**EXERCISE**
Copy the line with "Task: point to every instance of the signboard." and all lines following it through the last line of the entries, exactly as written.

**DATA LINES**
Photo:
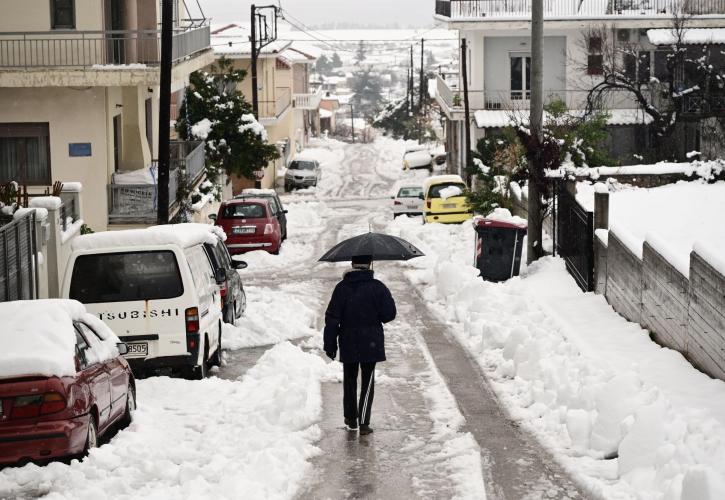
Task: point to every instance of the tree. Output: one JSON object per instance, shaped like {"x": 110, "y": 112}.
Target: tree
{"x": 360, "y": 52}
{"x": 367, "y": 92}
{"x": 676, "y": 78}
{"x": 216, "y": 112}
{"x": 336, "y": 61}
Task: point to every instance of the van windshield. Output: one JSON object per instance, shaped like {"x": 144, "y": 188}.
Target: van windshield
{"x": 124, "y": 277}
{"x": 451, "y": 189}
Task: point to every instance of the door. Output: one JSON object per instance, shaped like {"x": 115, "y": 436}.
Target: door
{"x": 520, "y": 77}
{"x": 95, "y": 375}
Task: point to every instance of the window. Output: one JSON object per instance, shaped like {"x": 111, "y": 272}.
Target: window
{"x": 62, "y": 14}
{"x": 124, "y": 277}
{"x": 520, "y": 77}
{"x": 25, "y": 153}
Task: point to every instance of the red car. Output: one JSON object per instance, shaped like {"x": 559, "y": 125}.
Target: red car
{"x": 63, "y": 381}
{"x": 250, "y": 224}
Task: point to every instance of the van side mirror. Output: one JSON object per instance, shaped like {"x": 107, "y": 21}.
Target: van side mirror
{"x": 238, "y": 263}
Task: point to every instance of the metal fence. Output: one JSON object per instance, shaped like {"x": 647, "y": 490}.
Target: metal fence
{"x": 574, "y": 237}
{"x": 18, "y": 271}
{"x": 482, "y": 9}
{"x": 89, "y": 49}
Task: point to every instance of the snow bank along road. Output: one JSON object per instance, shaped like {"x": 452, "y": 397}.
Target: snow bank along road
{"x": 621, "y": 416}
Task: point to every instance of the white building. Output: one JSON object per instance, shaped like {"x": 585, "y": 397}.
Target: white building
{"x": 498, "y": 32}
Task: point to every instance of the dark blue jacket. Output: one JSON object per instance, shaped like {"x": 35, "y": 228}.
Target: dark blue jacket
{"x": 359, "y": 306}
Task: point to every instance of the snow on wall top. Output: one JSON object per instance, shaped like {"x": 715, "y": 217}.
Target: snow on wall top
{"x": 38, "y": 337}
{"x": 181, "y": 235}
{"x": 691, "y": 36}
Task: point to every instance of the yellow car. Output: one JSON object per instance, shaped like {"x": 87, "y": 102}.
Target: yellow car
{"x": 444, "y": 200}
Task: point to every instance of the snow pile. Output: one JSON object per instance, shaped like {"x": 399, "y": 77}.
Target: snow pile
{"x": 201, "y": 439}
{"x": 274, "y": 315}
{"x": 671, "y": 218}
{"x": 628, "y": 418}
{"x": 38, "y": 338}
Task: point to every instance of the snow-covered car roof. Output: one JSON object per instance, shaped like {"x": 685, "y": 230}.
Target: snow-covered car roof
{"x": 437, "y": 179}
{"x": 181, "y": 235}
{"x": 38, "y": 337}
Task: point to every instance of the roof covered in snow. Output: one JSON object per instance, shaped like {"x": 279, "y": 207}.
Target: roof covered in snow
{"x": 38, "y": 337}
{"x": 181, "y": 235}
{"x": 496, "y": 118}
{"x": 691, "y": 36}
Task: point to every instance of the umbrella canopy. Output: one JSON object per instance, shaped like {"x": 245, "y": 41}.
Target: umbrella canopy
{"x": 379, "y": 246}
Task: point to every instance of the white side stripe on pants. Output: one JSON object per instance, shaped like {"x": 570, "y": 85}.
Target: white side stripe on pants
{"x": 367, "y": 394}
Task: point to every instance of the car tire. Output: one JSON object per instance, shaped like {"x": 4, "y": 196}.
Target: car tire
{"x": 91, "y": 436}
{"x": 216, "y": 359}
{"x": 130, "y": 408}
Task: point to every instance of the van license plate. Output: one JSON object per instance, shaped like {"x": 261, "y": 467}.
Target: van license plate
{"x": 140, "y": 349}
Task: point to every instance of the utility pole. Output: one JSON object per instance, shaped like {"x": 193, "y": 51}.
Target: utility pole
{"x": 253, "y": 40}
{"x": 164, "y": 112}
{"x": 422, "y": 76}
{"x": 466, "y": 107}
{"x": 352, "y": 122}
{"x": 534, "y": 246}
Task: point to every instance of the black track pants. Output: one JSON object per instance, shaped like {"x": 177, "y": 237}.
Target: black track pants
{"x": 353, "y": 408}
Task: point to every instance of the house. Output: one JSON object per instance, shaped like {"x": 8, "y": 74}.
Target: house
{"x": 79, "y": 100}
{"x": 498, "y": 40}
{"x": 288, "y": 108}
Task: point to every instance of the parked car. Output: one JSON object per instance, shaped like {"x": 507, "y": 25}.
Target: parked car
{"x": 276, "y": 203}
{"x": 157, "y": 289}
{"x": 407, "y": 200}
{"x": 63, "y": 381}
{"x": 302, "y": 173}
{"x": 234, "y": 300}
{"x": 249, "y": 225}
{"x": 444, "y": 200}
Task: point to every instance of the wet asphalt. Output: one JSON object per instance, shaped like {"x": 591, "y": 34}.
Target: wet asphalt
{"x": 402, "y": 459}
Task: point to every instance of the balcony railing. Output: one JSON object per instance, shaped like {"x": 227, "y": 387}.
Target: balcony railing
{"x": 487, "y": 9}
{"x": 97, "y": 49}
{"x": 273, "y": 109}
{"x": 138, "y": 203}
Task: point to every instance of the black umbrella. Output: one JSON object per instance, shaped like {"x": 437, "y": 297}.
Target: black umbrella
{"x": 379, "y": 246}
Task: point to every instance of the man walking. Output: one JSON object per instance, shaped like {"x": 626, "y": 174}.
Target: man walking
{"x": 354, "y": 319}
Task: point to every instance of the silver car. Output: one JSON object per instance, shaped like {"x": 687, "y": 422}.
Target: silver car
{"x": 301, "y": 174}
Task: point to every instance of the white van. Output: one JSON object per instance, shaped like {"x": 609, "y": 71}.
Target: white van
{"x": 156, "y": 289}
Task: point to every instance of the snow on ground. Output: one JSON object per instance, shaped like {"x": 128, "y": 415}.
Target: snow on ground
{"x": 200, "y": 439}
{"x": 628, "y": 418}
{"x": 273, "y": 315}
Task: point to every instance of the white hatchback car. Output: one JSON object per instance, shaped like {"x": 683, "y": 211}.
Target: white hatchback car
{"x": 407, "y": 200}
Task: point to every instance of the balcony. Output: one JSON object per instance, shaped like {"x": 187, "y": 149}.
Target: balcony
{"x": 138, "y": 203}
{"x": 497, "y": 10}
{"x": 271, "y": 110}
{"x": 98, "y": 49}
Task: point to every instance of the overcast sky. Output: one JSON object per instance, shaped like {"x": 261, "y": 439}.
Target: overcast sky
{"x": 327, "y": 13}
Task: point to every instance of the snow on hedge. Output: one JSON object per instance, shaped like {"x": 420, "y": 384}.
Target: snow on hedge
{"x": 201, "y": 439}
{"x": 627, "y": 418}
{"x": 38, "y": 338}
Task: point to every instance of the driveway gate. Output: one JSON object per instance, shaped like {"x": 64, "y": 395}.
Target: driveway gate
{"x": 18, "y": 277}
{"x": 575, "y": 237}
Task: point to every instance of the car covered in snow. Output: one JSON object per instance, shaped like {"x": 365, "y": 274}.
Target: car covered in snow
{"x": 407, "y": 200}
{"x": 157, "y": 289}
{"x": 63, "y": 381}
{"x": 302, "y": 172}
{"x": 445, "y": 200}
{"x": 249, "y": 224}
{"x": 275, "y": 202}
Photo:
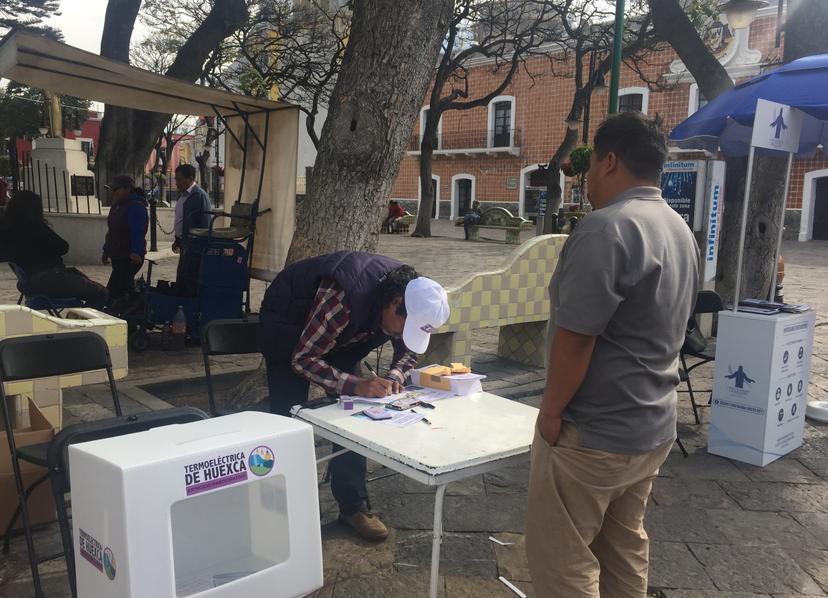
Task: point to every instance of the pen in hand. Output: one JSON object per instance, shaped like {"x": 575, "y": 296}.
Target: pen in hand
{"x": 422, "y": 420}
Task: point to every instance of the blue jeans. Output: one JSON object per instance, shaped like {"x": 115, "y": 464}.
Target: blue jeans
{"x": 348, "y": 471}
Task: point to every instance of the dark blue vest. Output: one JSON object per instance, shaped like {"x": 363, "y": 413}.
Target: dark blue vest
{"x": 288, "y": 300}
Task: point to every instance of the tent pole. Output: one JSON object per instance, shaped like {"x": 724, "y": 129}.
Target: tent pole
{"x": 227, "y": 128}
{"x": 772, "y": 293}
{"x": 742, "y": 231}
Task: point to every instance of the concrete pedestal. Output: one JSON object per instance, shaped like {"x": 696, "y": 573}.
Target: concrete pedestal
{"x": 54, "y": 161}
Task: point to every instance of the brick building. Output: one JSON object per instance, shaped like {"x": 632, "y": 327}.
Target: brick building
{"x": 490, "y": 153}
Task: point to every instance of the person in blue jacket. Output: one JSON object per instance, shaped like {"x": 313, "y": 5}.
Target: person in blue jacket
{"x": 125, "y": 245}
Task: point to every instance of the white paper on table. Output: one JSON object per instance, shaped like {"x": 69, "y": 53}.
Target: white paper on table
{"x": 466, "y": 377}
{"x": 403, "y": 419}
{"x": 417, "y": 393}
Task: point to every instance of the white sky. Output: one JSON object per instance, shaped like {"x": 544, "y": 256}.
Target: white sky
{"x": 81, "y": 22}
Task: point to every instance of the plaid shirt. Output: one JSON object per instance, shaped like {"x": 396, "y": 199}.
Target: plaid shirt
{"x": 328, "y": 318}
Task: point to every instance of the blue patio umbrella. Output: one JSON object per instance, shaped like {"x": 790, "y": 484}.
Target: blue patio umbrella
{"x": 727, "y": 121}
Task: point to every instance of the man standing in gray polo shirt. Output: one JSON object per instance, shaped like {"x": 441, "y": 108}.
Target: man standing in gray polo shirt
{"x": 621, "y": 295}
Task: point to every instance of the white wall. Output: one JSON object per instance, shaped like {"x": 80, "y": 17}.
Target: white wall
{"x": 85, "y": 233}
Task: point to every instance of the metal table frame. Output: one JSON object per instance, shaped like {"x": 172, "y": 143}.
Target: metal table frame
{"x": 440, "y": 480}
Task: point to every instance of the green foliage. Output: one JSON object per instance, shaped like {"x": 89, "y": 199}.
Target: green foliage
{"x": 28, "y": 14}
{"x": 579, "y": 159}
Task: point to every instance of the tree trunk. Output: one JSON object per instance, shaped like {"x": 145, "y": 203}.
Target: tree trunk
{"x": 554, "y": 192}
{"x": 427, "y": 147}
{"x": 372, "y": 111}
{"x": 118, "y": 25}
{"x": 373, "y": 108}
{"x": 803, "y": 37}
{"x": 127, "y": 136}
{"x": 673, "y": 26}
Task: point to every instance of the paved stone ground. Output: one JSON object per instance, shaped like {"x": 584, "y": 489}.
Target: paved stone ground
{"x": 718, "y": 528}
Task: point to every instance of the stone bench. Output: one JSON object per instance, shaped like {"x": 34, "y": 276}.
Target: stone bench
{"x": 499, "y": 219}
{"x": 512, "y": 298}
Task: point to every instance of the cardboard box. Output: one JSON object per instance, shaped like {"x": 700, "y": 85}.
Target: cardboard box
{"x": 225, "y": 508}
{"x": 41, "y": 503}
{"x": 460, "y": 386}
{"x": 760, "y": 390}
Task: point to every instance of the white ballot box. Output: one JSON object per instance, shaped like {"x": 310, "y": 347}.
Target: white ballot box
{"x": 763, "y": 365}
{"x": 219, "y": 508}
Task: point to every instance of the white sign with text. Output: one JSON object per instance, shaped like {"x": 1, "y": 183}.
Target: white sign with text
{"x": 776, "y": 126}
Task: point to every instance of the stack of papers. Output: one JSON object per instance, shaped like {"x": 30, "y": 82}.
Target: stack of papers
{"x": 416, "y": 393}
{"x": 760, "y": 306}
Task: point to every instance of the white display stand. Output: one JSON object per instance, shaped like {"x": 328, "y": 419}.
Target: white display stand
{"x": 219, "y": 508}
{"x": 763, "y": 366}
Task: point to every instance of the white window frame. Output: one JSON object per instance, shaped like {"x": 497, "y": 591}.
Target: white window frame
{"x": 455, "y": 200}
{"x": 436, "y": 195}
{"x": 490, "y": 127}
{"x": 524, "y": 173}
{"x": 645, "y": 96}
{"x": 439, "y": 128}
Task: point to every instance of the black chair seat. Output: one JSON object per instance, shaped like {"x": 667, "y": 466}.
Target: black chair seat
{"x": 35, "y": 453}
{"x": 708, "y": 354}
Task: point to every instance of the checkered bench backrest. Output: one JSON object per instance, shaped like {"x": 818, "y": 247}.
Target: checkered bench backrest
{"x": 513, "y": 294}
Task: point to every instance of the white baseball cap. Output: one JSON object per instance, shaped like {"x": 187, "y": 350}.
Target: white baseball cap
{"x": 427, "y": 305}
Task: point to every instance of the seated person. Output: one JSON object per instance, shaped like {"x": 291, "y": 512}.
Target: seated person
{"x": 394, "y": 211}
{"x": 472, "y": 217}
{"x": 27, "y": 240}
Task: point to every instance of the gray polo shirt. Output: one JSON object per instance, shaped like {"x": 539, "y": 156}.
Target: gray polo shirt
{"x": 628, "y": 275}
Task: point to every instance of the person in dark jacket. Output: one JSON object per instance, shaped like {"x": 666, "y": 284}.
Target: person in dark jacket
{"x": 472, "y": 217}
{"x": 28, "y": 242}
{"x": 192, "y": 210}
{"x": 125, "y": 245}
{"x": 320, "y": 318}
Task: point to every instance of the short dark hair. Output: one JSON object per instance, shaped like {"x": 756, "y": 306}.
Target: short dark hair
{"x": 393, "y": 285}
{"x": 188, "y": 170}
{"x": 637, "y": 140}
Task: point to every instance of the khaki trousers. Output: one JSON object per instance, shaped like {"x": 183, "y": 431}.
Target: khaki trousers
{"x": 585, "y": 524}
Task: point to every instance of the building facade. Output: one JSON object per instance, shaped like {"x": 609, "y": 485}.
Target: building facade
{"x": 490, "y": 153}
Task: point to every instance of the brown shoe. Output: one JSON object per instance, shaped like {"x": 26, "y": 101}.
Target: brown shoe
{"x": 367, "y": 525}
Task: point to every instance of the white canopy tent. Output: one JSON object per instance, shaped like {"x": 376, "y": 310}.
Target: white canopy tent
{"x": 260, "y": 144}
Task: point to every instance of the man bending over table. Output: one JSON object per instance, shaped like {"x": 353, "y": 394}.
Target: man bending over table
{"x": 320, "y": 317}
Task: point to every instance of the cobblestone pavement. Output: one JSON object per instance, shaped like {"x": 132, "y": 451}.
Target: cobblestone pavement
{"x": 718, "y": 528}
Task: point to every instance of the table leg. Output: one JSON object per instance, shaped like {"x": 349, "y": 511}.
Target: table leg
{"x": 438, "y": 539}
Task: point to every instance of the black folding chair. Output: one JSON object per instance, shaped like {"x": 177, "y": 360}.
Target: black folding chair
{"x": 43, "y": 356}
{"x": 227, "y": 337}
{"x": 58, "y": 459}
{"x": 696, "y": 345}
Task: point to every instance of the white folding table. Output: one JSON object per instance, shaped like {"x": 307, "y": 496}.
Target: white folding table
{"x": 468, "y": 436}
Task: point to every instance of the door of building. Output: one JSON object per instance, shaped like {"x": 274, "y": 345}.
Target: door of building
{"x": 463, "y": 196}
{"x": 821, "y": 210}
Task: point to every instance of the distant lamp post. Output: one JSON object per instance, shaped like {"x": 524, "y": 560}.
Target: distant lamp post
{"x": 741, "y": 13}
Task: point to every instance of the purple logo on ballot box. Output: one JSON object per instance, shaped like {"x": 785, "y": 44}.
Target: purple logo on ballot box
{"x": 91, "y": 550}
{"x": 211, "y": 474}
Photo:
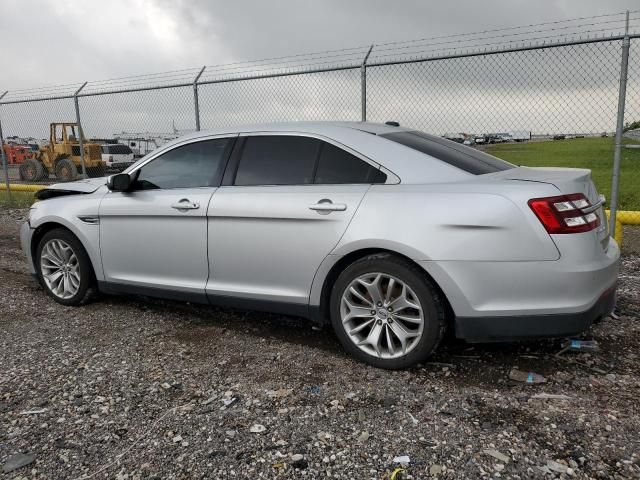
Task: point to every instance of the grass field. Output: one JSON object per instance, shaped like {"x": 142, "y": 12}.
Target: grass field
{"x": 17, "y": 199}
{"x": 595, "y": 154}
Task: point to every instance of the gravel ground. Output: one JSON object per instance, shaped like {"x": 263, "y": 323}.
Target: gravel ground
{"x": 133, "y": 388}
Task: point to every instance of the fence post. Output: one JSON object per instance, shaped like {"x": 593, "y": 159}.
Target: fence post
{"x": 195, "y": 97}
{"x": 5, "y": 164}
{"x": 622, "y": 93}
{"x": 80, "y": 132}
{"x": 363, "y": 84}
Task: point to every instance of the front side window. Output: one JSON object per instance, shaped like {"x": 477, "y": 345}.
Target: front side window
{"x": 197, "y": 164}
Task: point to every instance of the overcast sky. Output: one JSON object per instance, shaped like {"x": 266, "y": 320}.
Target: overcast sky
{"x": 57, "y": 41}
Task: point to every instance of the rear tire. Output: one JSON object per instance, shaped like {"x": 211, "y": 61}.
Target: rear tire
{"x": 32, "y": 170}
{"x": 64, "y": 269}
{"x": 66, "y": 170}
{"x": 395, "y": 317}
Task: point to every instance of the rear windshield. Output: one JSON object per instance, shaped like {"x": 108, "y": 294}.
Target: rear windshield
{"x": 116, "y": 149}
{"x": 460, "y": 156}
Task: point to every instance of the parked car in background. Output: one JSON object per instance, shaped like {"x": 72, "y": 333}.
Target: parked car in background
{"x": 116, "y": 156}
{"x": 520, "y": 135}
{"x": 390, "y": 235}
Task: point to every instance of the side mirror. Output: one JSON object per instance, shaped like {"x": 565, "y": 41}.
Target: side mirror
{"x": 120, "y": 182}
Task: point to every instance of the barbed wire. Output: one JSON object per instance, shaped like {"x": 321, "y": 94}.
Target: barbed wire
{"x": 573, "y": 28}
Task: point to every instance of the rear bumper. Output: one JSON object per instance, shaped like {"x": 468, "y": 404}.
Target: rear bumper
{"x": 505, "y": 328}
{"x": 495, "y": 301}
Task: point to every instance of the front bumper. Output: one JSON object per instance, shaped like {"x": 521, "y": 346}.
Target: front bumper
{"x": 26, "y": 233}
{"x": 506, "y": 328}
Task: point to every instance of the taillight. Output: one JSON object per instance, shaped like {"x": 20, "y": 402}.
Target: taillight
{"x": 565, "y": 213}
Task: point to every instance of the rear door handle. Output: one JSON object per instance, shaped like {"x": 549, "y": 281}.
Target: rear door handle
{"x": 326, "y": 206}
{"x": 186, "y": 204}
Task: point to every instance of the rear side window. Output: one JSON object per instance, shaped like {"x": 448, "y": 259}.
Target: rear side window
{"x": 299, "y": 160}
{"x": 119, "y": 149}
{"x": 336, "y": 165}
{"x": 460, "y": 156}
{"x": 277, "y": 160}
{"x": 197, "y": 164}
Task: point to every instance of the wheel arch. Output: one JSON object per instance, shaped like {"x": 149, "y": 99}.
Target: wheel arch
{"x": 319, "y": 310}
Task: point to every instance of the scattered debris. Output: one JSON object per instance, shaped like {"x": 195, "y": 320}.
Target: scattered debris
{"x": 526, "y": 377}
{"x": 402, "y": 459}
{"x": 281, "y": 393}
{"x": 556, "y": 466}
{"x": 497, "y": 455}
{"x": 397, "y": 474}
{"x": 17, "y": 461}
{"x": 551, "y": 396}
{"x": 33, "y": 412}
{"x": 435, "y": 470}
{"x": 575, "y": 345}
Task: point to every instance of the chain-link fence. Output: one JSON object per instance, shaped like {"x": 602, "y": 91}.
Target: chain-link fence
{"x": 566, "y": 95}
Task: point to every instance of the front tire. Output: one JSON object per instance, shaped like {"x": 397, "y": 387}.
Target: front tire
{"x": 31, "y": 170}
{"x": 386, "y": 312}
{"x": 64, "y": 268}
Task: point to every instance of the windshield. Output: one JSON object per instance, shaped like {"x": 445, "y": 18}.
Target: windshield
{"x": 460, "y": 156}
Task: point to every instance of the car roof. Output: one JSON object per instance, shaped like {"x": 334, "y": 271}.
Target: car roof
{"x": 408, "y": 164}
{"x": 316, "y": 127}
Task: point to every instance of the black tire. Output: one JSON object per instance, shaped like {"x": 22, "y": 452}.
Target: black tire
{"x": 86, "y": 289}
{"x": 417, "y": 280}
{"x": 32, "y": 170}
{"x": 66, "y": 170}
{"x": 99, "y": 171}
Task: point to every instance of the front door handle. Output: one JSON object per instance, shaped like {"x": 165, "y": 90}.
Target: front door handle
{"x": 186, "y": 204}
{"x": 326, "y": 206}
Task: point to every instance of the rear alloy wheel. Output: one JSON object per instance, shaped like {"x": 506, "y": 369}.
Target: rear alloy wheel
{"x": 386, "y": 312}
{"x": 32, "y": 170}
{"x": 66, "y": 170}
{"x": 64, "y": 269}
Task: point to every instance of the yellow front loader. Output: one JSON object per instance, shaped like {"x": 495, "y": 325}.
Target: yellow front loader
{"x": 61, "y": 157}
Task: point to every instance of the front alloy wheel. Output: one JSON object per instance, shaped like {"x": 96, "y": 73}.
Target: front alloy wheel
{"x": 60, "y": 269}
{"x": 64, "y": 268}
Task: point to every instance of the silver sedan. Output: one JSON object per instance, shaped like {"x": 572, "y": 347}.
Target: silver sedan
{"x": 391, "y": 235}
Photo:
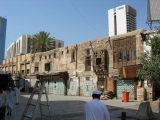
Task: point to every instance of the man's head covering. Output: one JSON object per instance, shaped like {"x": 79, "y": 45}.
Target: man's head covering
{"x": 96, "y": 92}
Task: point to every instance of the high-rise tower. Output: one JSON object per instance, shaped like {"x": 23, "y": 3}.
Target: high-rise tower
{"x": 3, "y": 25}
{"x": 121, "y": 20}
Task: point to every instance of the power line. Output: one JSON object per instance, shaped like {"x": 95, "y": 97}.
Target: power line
{"x": 84, "y": 18}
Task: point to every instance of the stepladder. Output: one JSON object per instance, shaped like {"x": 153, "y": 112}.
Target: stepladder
{"x": 36, "y": 104}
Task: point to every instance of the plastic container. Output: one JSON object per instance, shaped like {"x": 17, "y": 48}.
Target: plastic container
{"x": 125, "y": 96}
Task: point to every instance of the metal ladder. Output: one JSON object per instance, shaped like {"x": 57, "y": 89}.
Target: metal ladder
{"x": 38, "y": 102}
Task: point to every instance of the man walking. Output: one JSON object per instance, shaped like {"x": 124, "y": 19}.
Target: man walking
{"x": 10, "y": 101}
{"x": 3, "y": 103}
{"x": 95, "y": 110}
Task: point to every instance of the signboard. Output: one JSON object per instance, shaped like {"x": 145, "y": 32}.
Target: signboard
{"x": 153, "y": 10}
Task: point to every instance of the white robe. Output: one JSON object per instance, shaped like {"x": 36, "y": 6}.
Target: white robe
{"x": 18, "y": 93}
{"x": 10, "y": 102}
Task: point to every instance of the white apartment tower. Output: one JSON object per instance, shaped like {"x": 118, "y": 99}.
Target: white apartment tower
{"x": 121, "y": 20}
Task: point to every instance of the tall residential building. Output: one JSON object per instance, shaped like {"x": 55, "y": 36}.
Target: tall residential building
{"x": 22, "y": 46}
{"x": 3, "y": 25}
{"x": 121, "y": 20}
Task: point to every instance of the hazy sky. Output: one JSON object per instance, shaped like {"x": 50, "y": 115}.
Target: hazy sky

**TASK SOLUTION**
Task: point to every instance of the signboard. Output: one JSON object per instance, shaped like {"x": 145, "y": 32}.
Target: signboard
{"x": 153, "y": 10}
Task: point to every instance of the white robe. Output: one JSON object per instance, shaped like {"x": 36, "y": 6}.
Target: white robe
{"x": 18, "y": 93}
{"x": 10, "y": 102}
Task: point to every instance of the white apartment tower. Output: one JSON object per instance, shaped like {"x": 118, "y": 99}.
Target: white apartment tower
{"x": 121, "y": 20}
Task: point to every instance of the tall residential building. Output: one JSON object per instance, shaped like {"x": 55, "y": 36}.
Target: tall residential building
{"x": 22, "y": 46}
{"x": 3, "y": 25}
{"x": 121, "y": 20}
Task: point to every instance of the hazy sky. Output: one JSON object per instance, shaped like {"x": 50, "y": 115}.
Target: hazy sky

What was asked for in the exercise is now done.